WRITTEN REQUEST: From the line with "Task: pick out every instance of the cloudy" to the final line of the records, reproduce every line exactly and only those lines.

-- BEGIN ROWS --

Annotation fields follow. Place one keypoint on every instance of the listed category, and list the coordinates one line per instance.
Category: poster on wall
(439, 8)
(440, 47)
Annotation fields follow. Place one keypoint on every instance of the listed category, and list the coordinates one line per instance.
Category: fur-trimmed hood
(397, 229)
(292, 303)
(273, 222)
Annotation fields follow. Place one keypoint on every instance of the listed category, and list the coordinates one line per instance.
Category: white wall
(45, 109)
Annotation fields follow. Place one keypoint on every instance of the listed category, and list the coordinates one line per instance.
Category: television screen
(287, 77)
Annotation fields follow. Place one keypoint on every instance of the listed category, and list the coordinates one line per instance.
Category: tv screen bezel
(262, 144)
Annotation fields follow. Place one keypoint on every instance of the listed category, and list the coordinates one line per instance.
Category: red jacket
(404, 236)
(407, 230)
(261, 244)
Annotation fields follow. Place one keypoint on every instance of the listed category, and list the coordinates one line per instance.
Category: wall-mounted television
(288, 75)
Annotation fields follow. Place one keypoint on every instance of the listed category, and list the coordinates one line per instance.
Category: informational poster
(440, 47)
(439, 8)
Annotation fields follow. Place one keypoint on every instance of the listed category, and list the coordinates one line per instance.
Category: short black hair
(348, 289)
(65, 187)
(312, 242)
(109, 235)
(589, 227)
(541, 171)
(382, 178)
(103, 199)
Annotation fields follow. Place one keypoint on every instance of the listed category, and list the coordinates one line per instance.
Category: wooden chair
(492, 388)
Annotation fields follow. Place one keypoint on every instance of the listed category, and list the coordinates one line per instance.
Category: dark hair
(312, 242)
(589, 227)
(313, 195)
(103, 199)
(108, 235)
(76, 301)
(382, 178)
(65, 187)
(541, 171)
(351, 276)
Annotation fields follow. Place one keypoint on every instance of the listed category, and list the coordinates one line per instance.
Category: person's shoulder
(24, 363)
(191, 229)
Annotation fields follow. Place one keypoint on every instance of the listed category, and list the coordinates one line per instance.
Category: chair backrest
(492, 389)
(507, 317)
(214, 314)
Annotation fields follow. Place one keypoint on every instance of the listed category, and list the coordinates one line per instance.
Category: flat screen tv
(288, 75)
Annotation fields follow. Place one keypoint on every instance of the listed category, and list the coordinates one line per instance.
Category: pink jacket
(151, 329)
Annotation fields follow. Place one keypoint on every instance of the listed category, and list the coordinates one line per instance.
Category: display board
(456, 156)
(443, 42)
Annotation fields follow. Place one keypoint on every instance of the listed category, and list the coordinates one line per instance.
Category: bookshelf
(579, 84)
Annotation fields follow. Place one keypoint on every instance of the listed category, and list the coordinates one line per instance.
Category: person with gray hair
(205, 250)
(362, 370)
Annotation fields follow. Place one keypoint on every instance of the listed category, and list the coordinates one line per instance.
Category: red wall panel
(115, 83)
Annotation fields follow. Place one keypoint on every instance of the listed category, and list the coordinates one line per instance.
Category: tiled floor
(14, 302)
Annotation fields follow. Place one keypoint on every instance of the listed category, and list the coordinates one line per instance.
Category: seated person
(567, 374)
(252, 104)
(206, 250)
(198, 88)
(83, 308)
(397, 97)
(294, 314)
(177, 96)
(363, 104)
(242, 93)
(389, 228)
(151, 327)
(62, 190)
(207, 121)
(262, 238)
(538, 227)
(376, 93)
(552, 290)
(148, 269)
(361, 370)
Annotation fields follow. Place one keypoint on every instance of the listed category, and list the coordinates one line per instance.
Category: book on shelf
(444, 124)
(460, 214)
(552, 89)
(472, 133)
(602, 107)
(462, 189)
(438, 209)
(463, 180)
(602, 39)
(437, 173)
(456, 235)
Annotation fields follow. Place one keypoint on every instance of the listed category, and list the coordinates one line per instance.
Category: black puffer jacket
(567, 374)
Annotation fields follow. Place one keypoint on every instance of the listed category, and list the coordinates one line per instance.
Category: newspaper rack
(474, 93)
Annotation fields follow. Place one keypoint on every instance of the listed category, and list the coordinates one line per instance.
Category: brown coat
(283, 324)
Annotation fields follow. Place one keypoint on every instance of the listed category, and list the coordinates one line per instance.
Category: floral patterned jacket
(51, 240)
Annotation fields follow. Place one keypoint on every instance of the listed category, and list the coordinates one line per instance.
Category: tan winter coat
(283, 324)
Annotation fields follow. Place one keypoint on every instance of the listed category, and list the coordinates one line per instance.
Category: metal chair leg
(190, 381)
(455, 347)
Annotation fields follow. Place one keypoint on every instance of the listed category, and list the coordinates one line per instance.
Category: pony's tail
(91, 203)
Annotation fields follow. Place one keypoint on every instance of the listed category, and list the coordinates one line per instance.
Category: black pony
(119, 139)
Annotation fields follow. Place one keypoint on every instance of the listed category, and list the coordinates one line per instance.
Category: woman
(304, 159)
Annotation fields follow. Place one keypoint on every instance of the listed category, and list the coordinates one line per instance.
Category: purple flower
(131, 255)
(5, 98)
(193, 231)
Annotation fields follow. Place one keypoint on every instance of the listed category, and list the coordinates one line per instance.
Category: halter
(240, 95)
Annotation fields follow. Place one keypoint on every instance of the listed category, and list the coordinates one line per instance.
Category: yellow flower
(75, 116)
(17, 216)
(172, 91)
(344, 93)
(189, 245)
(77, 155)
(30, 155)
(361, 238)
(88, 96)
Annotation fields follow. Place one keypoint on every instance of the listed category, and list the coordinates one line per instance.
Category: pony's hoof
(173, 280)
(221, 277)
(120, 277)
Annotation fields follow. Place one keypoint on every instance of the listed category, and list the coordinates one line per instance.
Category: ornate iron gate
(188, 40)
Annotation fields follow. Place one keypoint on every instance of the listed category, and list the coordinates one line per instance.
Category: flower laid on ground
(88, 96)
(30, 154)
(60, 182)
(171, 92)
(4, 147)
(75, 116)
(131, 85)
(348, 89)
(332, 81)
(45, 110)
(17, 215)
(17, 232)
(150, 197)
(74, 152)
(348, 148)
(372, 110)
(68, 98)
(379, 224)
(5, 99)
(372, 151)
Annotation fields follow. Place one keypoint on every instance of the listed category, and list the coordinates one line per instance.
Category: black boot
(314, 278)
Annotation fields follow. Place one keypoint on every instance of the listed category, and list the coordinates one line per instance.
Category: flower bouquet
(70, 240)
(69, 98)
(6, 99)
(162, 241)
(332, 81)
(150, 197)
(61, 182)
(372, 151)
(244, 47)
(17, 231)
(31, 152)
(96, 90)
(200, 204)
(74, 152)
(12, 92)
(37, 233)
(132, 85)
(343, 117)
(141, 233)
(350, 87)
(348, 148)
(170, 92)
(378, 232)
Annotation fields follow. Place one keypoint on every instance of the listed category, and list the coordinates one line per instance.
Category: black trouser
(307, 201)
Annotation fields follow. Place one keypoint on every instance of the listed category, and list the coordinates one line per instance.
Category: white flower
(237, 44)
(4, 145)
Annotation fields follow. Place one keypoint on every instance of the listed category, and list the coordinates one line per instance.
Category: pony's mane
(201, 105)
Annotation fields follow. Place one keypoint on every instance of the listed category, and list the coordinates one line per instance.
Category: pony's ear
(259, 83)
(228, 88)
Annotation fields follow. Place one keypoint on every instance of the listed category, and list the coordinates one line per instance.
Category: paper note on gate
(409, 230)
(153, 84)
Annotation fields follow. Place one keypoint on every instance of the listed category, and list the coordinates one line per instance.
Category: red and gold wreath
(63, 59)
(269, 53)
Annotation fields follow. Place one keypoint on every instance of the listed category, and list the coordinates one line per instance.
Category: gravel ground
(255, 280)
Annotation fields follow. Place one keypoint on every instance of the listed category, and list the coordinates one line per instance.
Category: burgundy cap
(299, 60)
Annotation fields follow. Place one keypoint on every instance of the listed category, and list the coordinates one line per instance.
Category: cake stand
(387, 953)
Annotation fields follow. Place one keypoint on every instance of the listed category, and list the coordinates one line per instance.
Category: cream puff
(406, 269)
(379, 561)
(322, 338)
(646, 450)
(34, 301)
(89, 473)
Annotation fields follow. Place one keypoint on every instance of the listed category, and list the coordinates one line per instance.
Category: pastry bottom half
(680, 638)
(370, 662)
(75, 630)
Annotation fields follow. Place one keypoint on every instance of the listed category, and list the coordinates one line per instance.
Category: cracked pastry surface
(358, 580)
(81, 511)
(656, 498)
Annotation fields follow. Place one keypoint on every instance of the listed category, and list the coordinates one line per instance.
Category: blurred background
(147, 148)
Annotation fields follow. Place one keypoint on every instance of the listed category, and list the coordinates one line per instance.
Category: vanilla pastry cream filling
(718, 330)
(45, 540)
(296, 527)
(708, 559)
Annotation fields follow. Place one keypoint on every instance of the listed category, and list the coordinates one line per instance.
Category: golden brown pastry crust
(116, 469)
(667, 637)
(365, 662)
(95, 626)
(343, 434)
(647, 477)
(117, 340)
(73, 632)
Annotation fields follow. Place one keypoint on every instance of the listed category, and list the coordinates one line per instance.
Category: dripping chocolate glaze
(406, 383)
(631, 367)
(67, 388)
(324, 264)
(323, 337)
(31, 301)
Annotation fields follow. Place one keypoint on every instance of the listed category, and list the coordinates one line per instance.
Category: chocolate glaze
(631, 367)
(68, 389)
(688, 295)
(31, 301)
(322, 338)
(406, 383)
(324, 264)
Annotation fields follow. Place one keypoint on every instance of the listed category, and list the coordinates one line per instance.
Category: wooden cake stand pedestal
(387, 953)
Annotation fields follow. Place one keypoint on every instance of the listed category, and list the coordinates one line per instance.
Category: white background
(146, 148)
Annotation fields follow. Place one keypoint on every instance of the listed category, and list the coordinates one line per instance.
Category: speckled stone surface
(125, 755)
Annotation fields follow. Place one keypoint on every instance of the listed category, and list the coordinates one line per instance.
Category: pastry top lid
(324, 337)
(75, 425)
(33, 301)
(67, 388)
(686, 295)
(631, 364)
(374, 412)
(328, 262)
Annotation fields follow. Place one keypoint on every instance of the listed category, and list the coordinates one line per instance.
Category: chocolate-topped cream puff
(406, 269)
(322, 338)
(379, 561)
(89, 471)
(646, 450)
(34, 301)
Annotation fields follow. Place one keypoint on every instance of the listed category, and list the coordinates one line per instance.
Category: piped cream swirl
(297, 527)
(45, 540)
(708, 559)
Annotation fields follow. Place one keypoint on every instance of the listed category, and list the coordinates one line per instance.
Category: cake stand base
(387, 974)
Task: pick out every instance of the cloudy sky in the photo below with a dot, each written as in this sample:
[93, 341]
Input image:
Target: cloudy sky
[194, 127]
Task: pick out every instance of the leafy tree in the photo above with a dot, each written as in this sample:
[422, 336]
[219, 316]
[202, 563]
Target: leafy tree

-- END ROWS --

RESULT OF THE EXERCISE:
Task: pick out every instance of the cloudy sky in the photo below with a dot, each written as in this sample:
[93, 341]
Input image:
Target: cloudy sky
[194, 127]
Task: pick out every instance of the leafy tree in the photo above with a dot, each written as in this sample:
[422, 336]
[219, 316]
[202, 563]
Target: leafy tree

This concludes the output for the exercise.